2020 was a tough year for many businesses. Digital rapidly become the sole channel to communicate with customers as shops closed their doors and face to face engagement reached an all time low. There was a huge spike in social media use as people were looking to social for information, inspiration, humour and to make genuine connections.
So where does this leave businesses in 2021? What are the social media trends this year and how can businesses tap into them to help survive the Covid crisis?
Hootsuite run a global trends survey every year and had responses from over 11,000 organisations across the globe (survey link). Here we look at the trend which most businesses were focused on for 2021 – the race to ROI, and the one which businesses need to bare in mind – silence is golden!
The Race to ROI
With many businesses struggling to re-coop lost sales, it’s no surprise that driving revenue and bringing in new customers is seen as the no. 1 priority for 2021. For businesses, the main focus on social this year is customer acquisition, so watch out, competition online will be fierce!
In contrast, only 23% of marketers are looking to improve the customer experience. Customer experience should not be forgotten in the clamour to make up for lost sales.
How can marketers use social to drive both short and long term ROI in 2021?
With in-person events gone and a more impersonal store experience on the cards for some time, online stores can no longer just be transactional. This might have worked when online was a supplement to instore experiences, but savvy businesses now need to focus on reinventing the online customer experience.
Winning the race to ROI means keeping in mind the short and long term. While acquiring new customers is important, marketeers can’t just rely on bottom of funnel.To differentiate your brand and to build long term ROI, connection, fun and a focus on customer experience is needed!
The smartest marketeers are using social to bridge the gap to a new customer experience. In the world of ecommerce, live streaming has been huge over 2020. It helps to reconnect customers with influencers and guides them through the process rather than leaving them to decide on purchases alone. One business which used this technique to good effect last year was Clarins. They switched to providing expert guidance on Instagram stories to replicate the insights and techniques the customers would have found in store.
2. Silence is Golden
With the seismic shift to online over 2020 a lot of brands have jumped onto social without much thought. At the start of the pandemic, posts abounded with brands saying we’re here for you, which quickly became a saturated message. What messaging will resonate in 2021?
The most important thing to remember is that people primarily want to connect with each other online, not brands. The pandemic has uprooted people’s lives and they don’t want brands interrupting them online with hollow messaging. If your businesses content isn’t interesting, valuable or entertaining it’s likely to miss the mark.

● **Information given**:

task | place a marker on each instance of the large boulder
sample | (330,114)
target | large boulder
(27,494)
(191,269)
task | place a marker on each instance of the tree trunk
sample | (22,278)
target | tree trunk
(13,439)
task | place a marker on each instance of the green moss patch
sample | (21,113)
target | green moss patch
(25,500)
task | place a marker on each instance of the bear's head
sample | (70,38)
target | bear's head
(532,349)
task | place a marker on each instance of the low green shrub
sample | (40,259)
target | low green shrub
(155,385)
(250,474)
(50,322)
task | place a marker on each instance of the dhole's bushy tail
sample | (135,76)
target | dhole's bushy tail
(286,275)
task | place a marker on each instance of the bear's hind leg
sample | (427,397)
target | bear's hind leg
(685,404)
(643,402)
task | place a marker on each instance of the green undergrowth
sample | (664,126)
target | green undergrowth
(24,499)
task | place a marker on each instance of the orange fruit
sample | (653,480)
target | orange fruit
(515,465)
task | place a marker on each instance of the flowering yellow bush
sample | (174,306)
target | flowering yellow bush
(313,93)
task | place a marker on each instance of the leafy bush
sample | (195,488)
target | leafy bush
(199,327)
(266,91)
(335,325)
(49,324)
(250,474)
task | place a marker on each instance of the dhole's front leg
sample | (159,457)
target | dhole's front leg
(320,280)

● **Exercise tasks**:
1. Reproduce the passage in the article on 2021 social media trends from "2020 was a tough" to "make genuine connections.".
2. According to the article on 2021 social media trends, which business switched to providing expert guidance on Instagram stories?
3. Carry on the article on 2021 social media trends from the point where it stops.

● **Exercise results**:
1.
2020 was a tough year for many businesses. Digital rapidly become the sole channel to communicate with customers as shops closed their doors and face to face engagement reached an all time low. There was a huge spike in social media use as people were looking to social for information, inspiration, humour and to make genuine connections.

2. Clarins

3.
The majority of online content is consumed passively, so don’t design your strategy around engagement since it’s going against most people’s behaviour. You need to give people a reason to engage if you’re asking them to retweet or share something. Smart brands are sitting back and listening and then finding creative ways of fitting into the conversation rather than trying to lead it. Finding funny or entertaining content is one of the top reasons people use social media so don’t shy away from it as marketers. Creativity and fun and light heartedness can help you break through the wall of indifference people have to brands on social media. Focus on video completion rates or link clicks in your metrics rather than vanity metrics (likes, retweets and shares).
How can your brand best find it’s place in the conversation on social?
User generated content is one of the ways to let your audience speak on your behalf. Start by listening to what people are saying about your brand and amplify what’s already being said.
Twitter is the 11th most visited website in the world and you can learn a lot from it. Listen to the conversation and use it to improve customer service and product development. However, it’s not just full of people who engage and interact, there are also people who just use it to passively consume data, such as reading the news.
What platforms are the most effective?
So what platforms are businesses focusing on this year? Facebook still comes out top and is considered the most effective for reaching business goals. This was closely followed by Instagram.
This did vary by industry though. For retail Instagram ranked above Facebook and B2B businesses still prefer LinkedIn.
For 2021 Instagram came out on top for the platform people wanted to up spend on in 2021, with the new social commerce features proving invaluable.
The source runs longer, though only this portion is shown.